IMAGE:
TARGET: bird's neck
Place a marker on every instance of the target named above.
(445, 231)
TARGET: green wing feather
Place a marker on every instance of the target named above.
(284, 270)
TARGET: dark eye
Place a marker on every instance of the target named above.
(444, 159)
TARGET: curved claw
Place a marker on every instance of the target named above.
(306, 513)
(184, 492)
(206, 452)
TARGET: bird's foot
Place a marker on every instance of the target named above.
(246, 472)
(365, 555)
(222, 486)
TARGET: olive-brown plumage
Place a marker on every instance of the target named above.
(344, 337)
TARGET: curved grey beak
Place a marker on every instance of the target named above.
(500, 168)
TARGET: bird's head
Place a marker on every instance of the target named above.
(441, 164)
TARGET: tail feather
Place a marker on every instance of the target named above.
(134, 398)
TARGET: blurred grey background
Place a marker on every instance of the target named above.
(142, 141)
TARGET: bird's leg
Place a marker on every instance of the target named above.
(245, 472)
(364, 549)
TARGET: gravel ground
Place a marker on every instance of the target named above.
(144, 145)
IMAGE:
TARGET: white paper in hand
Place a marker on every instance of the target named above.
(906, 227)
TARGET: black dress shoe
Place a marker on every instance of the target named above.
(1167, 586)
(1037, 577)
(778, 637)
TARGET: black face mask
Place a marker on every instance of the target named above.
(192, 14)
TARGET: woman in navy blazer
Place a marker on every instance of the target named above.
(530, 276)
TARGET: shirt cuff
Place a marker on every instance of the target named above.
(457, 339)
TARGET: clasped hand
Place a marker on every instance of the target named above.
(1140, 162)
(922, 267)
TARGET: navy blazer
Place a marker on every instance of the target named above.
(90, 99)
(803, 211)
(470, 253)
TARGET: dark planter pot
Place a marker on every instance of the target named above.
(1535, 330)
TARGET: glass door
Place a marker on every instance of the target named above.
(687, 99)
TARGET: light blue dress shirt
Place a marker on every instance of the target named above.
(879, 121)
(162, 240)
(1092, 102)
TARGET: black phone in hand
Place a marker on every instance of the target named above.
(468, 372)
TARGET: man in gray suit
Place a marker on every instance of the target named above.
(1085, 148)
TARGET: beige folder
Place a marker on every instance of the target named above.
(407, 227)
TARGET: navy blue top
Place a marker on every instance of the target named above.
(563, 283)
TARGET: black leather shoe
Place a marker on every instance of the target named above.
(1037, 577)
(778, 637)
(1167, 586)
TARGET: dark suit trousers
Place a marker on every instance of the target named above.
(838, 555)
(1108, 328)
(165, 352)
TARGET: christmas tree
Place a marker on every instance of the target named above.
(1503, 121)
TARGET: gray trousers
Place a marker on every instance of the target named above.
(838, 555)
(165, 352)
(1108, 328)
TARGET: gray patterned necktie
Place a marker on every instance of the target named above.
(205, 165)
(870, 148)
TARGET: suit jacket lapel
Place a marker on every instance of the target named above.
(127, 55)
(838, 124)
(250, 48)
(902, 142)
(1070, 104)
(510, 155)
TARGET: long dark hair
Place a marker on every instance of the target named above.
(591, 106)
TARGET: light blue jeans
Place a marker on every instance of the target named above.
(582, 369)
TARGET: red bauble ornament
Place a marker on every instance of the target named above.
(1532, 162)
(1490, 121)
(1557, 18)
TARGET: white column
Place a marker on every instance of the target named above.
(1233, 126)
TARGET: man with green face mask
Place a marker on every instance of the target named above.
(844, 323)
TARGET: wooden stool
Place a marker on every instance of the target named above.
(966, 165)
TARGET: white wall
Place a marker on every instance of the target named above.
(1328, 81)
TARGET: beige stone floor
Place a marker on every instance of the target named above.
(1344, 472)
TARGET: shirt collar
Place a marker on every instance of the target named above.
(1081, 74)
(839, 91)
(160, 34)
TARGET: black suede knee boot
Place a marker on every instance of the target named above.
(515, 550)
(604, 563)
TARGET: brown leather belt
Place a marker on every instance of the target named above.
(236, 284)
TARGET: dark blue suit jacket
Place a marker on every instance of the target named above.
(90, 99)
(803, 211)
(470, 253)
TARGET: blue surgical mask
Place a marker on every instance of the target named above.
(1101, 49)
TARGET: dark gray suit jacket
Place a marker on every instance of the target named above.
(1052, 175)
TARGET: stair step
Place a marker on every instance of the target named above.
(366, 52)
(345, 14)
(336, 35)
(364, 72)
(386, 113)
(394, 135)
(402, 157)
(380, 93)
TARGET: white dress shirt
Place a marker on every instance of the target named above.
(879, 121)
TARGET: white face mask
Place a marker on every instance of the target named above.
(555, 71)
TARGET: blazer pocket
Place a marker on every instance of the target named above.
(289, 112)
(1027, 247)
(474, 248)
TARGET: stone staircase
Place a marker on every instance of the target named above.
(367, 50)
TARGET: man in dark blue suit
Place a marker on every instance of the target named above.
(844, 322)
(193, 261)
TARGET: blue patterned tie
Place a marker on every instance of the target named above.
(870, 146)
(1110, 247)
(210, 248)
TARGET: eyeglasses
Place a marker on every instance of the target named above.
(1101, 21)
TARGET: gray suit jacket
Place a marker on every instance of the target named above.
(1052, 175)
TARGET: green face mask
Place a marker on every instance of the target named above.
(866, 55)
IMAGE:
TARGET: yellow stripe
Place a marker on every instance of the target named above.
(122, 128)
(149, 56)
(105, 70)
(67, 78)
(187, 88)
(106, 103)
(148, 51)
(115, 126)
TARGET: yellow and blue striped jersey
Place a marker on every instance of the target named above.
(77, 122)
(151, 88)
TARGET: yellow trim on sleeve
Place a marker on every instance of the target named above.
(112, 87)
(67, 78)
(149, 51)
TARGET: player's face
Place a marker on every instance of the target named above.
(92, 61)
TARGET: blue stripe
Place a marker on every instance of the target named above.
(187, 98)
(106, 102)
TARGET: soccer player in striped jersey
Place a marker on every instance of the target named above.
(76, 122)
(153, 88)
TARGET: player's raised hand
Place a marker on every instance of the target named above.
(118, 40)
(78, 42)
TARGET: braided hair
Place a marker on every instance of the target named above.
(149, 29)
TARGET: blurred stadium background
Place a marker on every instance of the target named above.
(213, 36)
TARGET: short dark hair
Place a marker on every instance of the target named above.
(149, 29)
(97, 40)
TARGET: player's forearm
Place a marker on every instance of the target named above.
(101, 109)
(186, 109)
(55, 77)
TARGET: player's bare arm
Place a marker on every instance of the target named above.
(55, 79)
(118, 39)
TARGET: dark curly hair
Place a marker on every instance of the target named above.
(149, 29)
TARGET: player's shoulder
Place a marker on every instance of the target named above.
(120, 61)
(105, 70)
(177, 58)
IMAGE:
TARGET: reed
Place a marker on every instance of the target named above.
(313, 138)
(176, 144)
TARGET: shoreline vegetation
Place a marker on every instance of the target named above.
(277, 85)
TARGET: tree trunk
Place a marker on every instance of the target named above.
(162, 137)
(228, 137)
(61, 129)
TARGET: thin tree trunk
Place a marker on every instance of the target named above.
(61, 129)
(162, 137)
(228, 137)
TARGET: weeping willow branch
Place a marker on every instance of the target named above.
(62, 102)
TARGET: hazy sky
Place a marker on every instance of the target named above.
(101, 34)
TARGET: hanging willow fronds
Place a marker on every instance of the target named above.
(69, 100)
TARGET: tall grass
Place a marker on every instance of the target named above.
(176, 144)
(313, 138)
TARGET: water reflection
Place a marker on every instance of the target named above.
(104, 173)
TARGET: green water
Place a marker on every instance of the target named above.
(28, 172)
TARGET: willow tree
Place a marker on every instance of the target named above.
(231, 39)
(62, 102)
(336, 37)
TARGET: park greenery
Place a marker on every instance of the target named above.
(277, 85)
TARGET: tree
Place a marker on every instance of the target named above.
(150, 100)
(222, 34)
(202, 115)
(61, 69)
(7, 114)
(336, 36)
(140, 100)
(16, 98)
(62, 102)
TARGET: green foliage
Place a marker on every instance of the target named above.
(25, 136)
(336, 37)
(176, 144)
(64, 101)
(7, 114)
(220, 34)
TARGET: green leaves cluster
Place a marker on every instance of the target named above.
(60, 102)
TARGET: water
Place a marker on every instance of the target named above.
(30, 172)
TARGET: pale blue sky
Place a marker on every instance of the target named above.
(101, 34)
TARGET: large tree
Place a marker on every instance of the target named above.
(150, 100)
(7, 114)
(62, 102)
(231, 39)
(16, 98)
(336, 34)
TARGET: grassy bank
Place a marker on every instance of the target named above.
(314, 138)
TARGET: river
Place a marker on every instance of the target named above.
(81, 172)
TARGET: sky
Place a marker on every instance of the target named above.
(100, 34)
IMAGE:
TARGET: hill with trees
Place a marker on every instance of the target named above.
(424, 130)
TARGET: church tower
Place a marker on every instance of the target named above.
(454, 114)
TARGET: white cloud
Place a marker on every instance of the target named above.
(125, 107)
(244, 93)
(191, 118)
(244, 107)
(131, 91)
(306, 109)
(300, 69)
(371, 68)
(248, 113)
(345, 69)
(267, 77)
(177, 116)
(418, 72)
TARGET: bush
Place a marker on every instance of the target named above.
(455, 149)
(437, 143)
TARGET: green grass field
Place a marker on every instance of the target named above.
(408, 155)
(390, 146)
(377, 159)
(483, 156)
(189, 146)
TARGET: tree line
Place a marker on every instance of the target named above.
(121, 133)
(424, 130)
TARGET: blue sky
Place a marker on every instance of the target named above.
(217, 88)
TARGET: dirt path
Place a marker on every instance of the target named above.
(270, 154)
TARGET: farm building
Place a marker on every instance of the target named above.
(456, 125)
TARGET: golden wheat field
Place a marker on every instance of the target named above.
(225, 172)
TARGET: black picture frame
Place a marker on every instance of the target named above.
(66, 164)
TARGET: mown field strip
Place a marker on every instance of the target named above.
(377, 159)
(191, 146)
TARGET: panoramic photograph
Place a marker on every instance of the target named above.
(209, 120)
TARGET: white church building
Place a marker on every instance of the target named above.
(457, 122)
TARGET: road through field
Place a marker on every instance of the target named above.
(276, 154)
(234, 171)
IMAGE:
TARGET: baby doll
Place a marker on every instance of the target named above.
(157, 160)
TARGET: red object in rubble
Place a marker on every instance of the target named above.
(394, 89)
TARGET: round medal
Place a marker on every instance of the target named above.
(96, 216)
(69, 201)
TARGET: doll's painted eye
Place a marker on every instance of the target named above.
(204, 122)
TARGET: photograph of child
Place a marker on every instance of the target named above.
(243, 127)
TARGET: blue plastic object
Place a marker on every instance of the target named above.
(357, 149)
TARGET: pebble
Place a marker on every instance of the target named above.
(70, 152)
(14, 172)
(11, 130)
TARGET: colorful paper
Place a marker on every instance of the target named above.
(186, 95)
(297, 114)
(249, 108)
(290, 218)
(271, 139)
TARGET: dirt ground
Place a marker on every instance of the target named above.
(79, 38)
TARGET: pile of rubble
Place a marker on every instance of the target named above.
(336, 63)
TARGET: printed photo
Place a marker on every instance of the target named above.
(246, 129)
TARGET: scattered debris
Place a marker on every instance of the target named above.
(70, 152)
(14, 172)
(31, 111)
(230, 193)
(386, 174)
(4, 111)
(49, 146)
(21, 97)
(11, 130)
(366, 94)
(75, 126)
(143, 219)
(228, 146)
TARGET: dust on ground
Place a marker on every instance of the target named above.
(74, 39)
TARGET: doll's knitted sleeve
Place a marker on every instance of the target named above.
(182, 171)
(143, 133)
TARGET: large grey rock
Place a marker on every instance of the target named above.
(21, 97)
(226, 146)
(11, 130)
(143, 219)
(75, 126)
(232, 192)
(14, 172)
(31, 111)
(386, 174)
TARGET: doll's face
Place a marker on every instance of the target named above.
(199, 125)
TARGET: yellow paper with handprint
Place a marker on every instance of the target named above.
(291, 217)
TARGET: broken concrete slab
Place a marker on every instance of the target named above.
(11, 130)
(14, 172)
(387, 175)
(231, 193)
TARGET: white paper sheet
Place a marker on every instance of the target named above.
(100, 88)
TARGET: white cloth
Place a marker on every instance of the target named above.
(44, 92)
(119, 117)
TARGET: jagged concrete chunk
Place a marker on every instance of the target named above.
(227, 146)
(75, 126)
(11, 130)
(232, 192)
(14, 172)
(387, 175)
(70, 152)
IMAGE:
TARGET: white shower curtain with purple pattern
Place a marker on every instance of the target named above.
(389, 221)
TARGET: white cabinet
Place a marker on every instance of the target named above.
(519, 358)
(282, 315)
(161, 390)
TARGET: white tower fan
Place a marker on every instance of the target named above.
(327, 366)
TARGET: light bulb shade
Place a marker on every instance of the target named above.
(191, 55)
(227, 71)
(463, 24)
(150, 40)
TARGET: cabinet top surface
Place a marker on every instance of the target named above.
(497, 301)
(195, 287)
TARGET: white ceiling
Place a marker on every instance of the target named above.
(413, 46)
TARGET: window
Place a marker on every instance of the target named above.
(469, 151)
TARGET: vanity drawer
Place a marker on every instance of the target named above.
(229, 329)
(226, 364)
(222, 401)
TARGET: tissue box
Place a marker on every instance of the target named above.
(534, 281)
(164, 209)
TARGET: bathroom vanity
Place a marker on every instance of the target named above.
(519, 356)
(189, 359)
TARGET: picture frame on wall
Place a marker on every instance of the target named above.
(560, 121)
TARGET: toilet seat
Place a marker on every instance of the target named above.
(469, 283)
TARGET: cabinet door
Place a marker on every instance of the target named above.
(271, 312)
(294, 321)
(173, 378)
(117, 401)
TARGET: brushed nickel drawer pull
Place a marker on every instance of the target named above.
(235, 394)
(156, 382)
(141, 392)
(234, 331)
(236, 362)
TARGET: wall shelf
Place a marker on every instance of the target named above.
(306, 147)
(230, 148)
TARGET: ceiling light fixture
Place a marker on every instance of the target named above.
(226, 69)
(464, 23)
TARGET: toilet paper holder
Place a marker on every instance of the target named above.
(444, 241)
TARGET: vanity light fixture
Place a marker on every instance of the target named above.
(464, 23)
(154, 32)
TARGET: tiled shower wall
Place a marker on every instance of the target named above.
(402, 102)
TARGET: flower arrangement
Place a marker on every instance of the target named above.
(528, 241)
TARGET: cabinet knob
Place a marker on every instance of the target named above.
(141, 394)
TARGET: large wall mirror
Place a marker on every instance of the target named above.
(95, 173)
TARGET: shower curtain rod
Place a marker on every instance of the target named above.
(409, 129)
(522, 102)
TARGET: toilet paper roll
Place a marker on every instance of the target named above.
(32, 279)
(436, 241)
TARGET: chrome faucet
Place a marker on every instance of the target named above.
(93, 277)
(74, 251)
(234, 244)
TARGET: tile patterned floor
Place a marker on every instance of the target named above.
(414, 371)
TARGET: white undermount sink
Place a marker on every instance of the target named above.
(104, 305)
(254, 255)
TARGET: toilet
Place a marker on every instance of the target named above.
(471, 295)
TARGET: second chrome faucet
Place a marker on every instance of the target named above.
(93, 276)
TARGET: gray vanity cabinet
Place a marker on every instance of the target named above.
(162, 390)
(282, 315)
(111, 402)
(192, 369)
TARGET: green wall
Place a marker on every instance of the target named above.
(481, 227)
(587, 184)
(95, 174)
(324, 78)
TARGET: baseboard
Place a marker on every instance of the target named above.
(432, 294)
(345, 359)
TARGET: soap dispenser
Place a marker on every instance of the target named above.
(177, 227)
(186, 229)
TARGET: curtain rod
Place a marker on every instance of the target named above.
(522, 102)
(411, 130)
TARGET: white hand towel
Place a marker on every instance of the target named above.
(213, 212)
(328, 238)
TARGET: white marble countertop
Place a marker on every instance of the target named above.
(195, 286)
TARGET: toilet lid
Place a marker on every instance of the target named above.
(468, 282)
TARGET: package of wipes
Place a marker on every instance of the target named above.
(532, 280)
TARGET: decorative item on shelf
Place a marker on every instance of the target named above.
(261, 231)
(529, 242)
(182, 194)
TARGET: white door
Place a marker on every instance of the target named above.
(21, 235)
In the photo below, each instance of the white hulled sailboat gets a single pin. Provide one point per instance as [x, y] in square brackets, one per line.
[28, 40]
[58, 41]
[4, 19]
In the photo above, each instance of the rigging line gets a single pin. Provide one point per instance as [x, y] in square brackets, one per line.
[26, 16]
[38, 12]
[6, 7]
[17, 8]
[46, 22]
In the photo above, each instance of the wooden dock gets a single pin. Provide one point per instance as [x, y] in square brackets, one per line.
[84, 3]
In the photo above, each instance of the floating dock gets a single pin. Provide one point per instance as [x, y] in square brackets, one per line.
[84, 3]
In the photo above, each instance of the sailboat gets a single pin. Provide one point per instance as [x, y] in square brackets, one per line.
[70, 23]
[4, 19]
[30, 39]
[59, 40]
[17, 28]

====

## YOUR OBJECTIVE
An exact copy of the data is needed, running from its first line through the line that holds "TARGET: bird's head", and nothing beyond that.

## EXERCISE SOLUTION
IMAGE:
TARGET: bird's neck
Place a marker on every instance of the target named above.
(445, 231)
TARGET: green wing feather
Place a marker on every instance of the target named above.
(284, 270)
TARGET: dark eye
Place a marker on every instance of the target named above.
(444, 159)
TARGET: curved claw
Place a marker on every instance of the target named above.
(306, 513)
(184, 492)
(206, 452)
TARGET: bird's foot
Place a marker on every instance of the target named above.
(246, 472)
(365, 555)
(222, 486)
TARGET: olive-brown plumage
Place a marker on every instance of the target named above.
(344, 337)
TARGET: curved grey beak
Place a marker on every instance of the target named above.
(500, 168)
TARGET: bird's head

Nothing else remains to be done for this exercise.